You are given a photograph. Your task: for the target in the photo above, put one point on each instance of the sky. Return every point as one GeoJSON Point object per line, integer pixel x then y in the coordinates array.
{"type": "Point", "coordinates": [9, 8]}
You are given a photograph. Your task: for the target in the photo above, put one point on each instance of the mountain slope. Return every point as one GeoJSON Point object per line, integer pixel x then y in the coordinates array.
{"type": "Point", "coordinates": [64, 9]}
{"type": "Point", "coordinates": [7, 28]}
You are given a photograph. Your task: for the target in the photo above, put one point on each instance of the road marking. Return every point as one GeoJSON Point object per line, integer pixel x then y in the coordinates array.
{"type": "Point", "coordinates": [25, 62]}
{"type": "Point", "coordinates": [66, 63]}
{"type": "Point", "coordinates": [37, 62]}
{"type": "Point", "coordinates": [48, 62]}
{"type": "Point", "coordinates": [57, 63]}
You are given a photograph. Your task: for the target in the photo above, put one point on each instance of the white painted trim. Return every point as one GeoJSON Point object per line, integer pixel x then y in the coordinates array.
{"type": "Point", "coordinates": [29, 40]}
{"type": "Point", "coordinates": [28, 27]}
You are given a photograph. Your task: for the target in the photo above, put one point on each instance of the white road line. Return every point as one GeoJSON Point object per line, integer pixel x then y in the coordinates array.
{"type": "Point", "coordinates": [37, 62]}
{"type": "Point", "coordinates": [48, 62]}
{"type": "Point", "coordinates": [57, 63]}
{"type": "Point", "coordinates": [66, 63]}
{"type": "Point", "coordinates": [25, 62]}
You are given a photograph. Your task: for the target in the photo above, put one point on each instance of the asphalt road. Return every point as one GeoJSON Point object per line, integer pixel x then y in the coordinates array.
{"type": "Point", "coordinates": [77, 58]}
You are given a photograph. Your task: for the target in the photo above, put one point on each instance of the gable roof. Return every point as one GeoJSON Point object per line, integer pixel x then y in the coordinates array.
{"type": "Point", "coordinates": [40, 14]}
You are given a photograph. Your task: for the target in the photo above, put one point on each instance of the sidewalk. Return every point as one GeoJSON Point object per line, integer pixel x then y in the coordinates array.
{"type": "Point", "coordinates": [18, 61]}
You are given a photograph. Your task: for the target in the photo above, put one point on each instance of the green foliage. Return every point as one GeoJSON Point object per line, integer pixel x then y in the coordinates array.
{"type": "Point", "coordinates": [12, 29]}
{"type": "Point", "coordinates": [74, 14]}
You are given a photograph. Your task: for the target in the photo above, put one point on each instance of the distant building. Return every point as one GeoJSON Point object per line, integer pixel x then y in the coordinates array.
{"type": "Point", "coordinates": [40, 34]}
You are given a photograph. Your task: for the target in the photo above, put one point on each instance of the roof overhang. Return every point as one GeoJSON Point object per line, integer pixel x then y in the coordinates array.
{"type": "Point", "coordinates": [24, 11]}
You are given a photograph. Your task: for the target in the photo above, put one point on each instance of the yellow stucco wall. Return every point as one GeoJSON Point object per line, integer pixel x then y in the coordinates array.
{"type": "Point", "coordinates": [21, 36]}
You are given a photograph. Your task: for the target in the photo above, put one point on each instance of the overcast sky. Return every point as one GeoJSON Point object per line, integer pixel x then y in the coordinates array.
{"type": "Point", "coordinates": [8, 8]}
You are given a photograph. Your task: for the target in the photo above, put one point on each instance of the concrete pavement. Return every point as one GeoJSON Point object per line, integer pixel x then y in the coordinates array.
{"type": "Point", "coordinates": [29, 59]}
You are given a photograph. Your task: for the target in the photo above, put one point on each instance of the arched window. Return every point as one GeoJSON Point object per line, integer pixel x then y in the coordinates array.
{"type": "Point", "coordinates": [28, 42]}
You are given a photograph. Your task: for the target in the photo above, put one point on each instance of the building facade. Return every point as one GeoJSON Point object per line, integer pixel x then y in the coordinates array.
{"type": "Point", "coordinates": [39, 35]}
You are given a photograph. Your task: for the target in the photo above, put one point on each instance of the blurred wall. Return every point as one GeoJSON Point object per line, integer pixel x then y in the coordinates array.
++++++++
__REQUIRED TASK__: Please print every one of the items above again, word for word and with nothing changed.

__THE REPLY__:
You are given a photograph. Your task: for the target in the photo above, put one point on each instance of the sky. Return every point as one GeoJSON Point object per line, integer pixel x then y in the coordinates array.
{"type": "Point", "coordinates": [9, 8]}
You are given a photograph. Your task: for the target in the photo above, put one point on each instance of the mountain slope. Return every point as one GeoJSON Point object per line, integer pixel x then y in the coordinates array.
{"type": "Point", "coordinates": [64, 9]}
{"type": "Point", "coordinates": [7, 28]}
You are given a photograph. Your task: for the target in the photo above, put one point on each instance of the road marking. Return every point as one GeoJSON Point object per line, integer pixel x then y in the coordinates array.
{"type": "Point", "coordinates": [25, 62]}
{"type": "Point", "coordinates": [66, 63]}
{"type": "Point", "coordinates": [37, 62]}
{"type": "Point", "coordinates": [48, 62]}
{"type": "Point", "coordinates": [57, 63]}
You are given a photograph. Your task: for the target in the photo above, put one point on each instance of the white painted trim. Return every point as one GeoJSON Point object per line, integer pixel x then y in the coordinates array.
{"type": "Point", "coordinates": [29, 40]}
{"type": "Point", "coordinates": [28, 27]}
You are given a photograph. Your task: for the target in the photo above, put one point on each instance of the white road line. Return every point as one GeoJSON Point object per line, integer pixel x then y in the coordinates array.
{"type": "Point", "coordinates": [37, 62]}
{"type": "Point", "coordinates": [48, 62]}
{"type": "Point", "coordinates": [57, 63]}
{"type": "Point", "coordinates": [66, 63]}
{"type": "Point", "coordinates": [25, 62]}
You are given a photograph. Your task: for the target in the photo above, put one point on each instance of the asphalt road. Return every point as one GeoJSON Point object per line, integer pixel x then y in the coordinates array.
{"type": "Point", "coordinates": [77, 58]}
You are given a photograph. Your task: for the target in the photo above, put one point on each instance of the gable roof. Return every point as one GeoJSON Point object per line, integer pixel x then y in the coordinates array.
{"type": "Point", "coordinates": [40, 14]}
You are given a photograph. Your task: for the target in the photo above, put one point on each instance of the sidewalk. Return every point as one GeoJSON Point object per line, integer pixel x then y in the coordinates array.
{"type": "Point", "coordinates": [18, 61]}
You are given a photograph. Your task: for the target in the photo above, put one point on each instance of the green foliage. Return every point as one GeoJSON Point object per line, integer pixel x then y in the coordinates array.
{"type": "Point", "coordinates": [12, 29]}
{"type": "Point", "coordinates": [74, 14]}
You are given a photograph. Your task: for the target in the photo above, put one point on each instance of the distant building. Return every point as one GeoJSON Point object per line, integer pixel x then y in the coordinates array.
{"type": "Point", "coordinates": [40, 34]}
You are given a photograph. Your task: for the target in the photo above, put one point on each instance of the roof overhang. Return every point as one GeoJSON Point object per line, integer pixel x then y in the coordinates array.
{"type": "Point", "coordinates": [24, 11]}
You are given a photograph. Your task: for the target in the photo above, put one point on each instance of the yellow stucco wall. Return every point as one GeoJSON Point object per line, integer pixel x then y in the coordinates array.
{"type": "Point", "coordinates": [21, 36]}
You are given a photograph. Your task: for the target in the photo above, put one point on each instance of the overcast sky. Return every point as one GeoJSON Point object per line, integer pixel x then y in the coordinates array.
{"type": "Point", "coordinates": [8, 8]}
You are given a photograph. Your task: for the target in the photo above, put one point on each instance of the concrete pavement. Return every point as one GeoJSON Point object per line, integer pixel x then y in the coordinates array.
{"type": "Point", "coordinates": [29, 59]}
You are given a photograph. Your task: for the target in the photo above, put one point on each instance of the arched window. Return every point as one GeoJSON Point object per line, integer pixel x then y in the coordinates array.
{"type": "Point", "coordinates": [28, 42]}
You are given a photograph. Your task: for the target in the photo above, put one point on each instance of the building facade. Return every point as one GeoJSON Point object per line, integer pixel x then y in the coordinates array.
{"type": "Point", "coordinates": [39, 35]}
You are given a photograph. Your task: for the target in the photo above, put one point on each instance of the blurred wall. Return every point as one GeoJSON Point object per line, integer pixel x then y in the coordinates array.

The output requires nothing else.